_WORK REQUEST 1_: Please update the restaurant fine report, starting at "A Cuban restaurant" and ending at "left the restaurant.", with "male attendant" replaced by "host".
_WORK REQUEST 2_:
Answer these questions from the restaurant fine report.
(a) How much was the restaurant fined?
(b) What organization does Clymer work for?
(c) In what month and year did the incident take place?

_TEXT SEGMENT_:

A Cuban restaurant in Washington, D.C., has been fined $7,000 for violating the city’s Human Rights Act (HRA). In June of 2018, an employee of Cuba Libre Rum Bar and Restaurant questioned a transgender patron – a man who believes he’s a woman – heading into the women’s restroom, asking to see a driver’s license. After a confrontation with the male attendant and the restaurant’s manager, and a threat to call the police, the customer left the restaurant.
Charlotte Clymer, the transgender-identified individual, works for the Human Rights Campaign, the “largest national lesbian, gay, bisexual, transgender and queer civil rights organization.” After trying to show the city’s HRA to the restaurant manager, Clymer called the police and reported the restaurant. Clymer wrote of the incident, “I went to a place of anger that I do not visit often. Something had to be done. I’m not the kind of person who calls cops, but at that point, I didn’t know what else to do. In D.C., a city celebrated for its LGBTQ culture, inclusivity, and protections, it stunned me that a business could so openly discriminate against transgender people.”

_EXTRACTED INFORMATION_:
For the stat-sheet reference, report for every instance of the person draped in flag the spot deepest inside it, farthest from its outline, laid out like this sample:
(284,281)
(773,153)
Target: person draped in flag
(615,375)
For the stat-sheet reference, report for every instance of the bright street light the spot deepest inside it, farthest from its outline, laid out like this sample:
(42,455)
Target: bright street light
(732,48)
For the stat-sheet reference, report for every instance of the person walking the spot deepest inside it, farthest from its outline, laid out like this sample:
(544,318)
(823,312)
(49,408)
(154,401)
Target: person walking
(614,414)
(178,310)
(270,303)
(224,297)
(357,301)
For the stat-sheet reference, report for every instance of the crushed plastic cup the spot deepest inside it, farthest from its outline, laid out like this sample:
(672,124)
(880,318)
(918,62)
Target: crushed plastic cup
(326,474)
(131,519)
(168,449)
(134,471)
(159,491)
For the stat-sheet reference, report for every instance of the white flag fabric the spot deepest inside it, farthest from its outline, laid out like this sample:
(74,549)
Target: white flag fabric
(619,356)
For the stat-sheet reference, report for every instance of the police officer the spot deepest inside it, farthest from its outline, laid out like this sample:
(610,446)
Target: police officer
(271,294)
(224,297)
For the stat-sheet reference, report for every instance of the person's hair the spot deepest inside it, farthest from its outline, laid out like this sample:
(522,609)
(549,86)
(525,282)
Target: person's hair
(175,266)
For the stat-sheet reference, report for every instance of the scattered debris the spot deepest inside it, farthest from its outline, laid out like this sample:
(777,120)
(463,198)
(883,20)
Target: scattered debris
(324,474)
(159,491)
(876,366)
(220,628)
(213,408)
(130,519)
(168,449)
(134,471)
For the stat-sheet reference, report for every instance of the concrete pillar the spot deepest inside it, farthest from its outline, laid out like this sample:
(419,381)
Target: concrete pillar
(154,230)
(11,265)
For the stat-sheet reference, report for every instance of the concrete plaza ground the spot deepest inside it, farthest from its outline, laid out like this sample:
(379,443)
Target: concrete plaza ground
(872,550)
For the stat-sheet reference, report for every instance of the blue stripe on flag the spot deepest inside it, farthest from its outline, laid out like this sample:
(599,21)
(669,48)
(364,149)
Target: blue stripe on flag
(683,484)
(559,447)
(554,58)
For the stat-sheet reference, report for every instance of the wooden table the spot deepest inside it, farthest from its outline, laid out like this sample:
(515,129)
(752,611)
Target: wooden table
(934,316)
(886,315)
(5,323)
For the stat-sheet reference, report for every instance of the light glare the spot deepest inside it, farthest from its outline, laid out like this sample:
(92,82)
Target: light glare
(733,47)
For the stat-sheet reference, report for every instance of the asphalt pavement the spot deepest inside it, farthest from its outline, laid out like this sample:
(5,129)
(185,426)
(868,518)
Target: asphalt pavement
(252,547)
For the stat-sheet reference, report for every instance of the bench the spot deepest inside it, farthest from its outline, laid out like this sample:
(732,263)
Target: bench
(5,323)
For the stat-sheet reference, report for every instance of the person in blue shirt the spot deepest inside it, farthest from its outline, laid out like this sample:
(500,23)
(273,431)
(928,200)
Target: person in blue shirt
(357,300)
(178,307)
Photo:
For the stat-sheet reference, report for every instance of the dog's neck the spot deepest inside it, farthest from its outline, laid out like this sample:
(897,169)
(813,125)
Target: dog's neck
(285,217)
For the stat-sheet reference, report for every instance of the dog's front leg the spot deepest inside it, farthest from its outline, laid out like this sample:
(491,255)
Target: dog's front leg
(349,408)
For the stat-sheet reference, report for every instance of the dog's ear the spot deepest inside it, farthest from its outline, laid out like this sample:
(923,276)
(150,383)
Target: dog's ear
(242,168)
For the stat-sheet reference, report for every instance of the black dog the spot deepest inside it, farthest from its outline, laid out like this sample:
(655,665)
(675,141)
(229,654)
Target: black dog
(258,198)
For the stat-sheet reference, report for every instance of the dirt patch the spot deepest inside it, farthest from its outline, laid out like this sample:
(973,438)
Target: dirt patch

_ANSWER SPACE 1_:
A Cuban restaurant in Washington, D.C., has been fined $7,000 for violating the city’s Human Rights Act (HRA). In June of 2018, an employee of Cuba Libre Rum Bar and Restaurant questioned a transgender patron – a man who believes he’s a woman – heading into the women’s restroom, asking to see a driver’s license. After a confrontation with the host and the restaurant’s manager, and a threat to call the police, the customer left the restaurant.

_ANSWER SPACE 2_:
(a) $7,000
(b) The Human Rights Campaign
(c) June 2018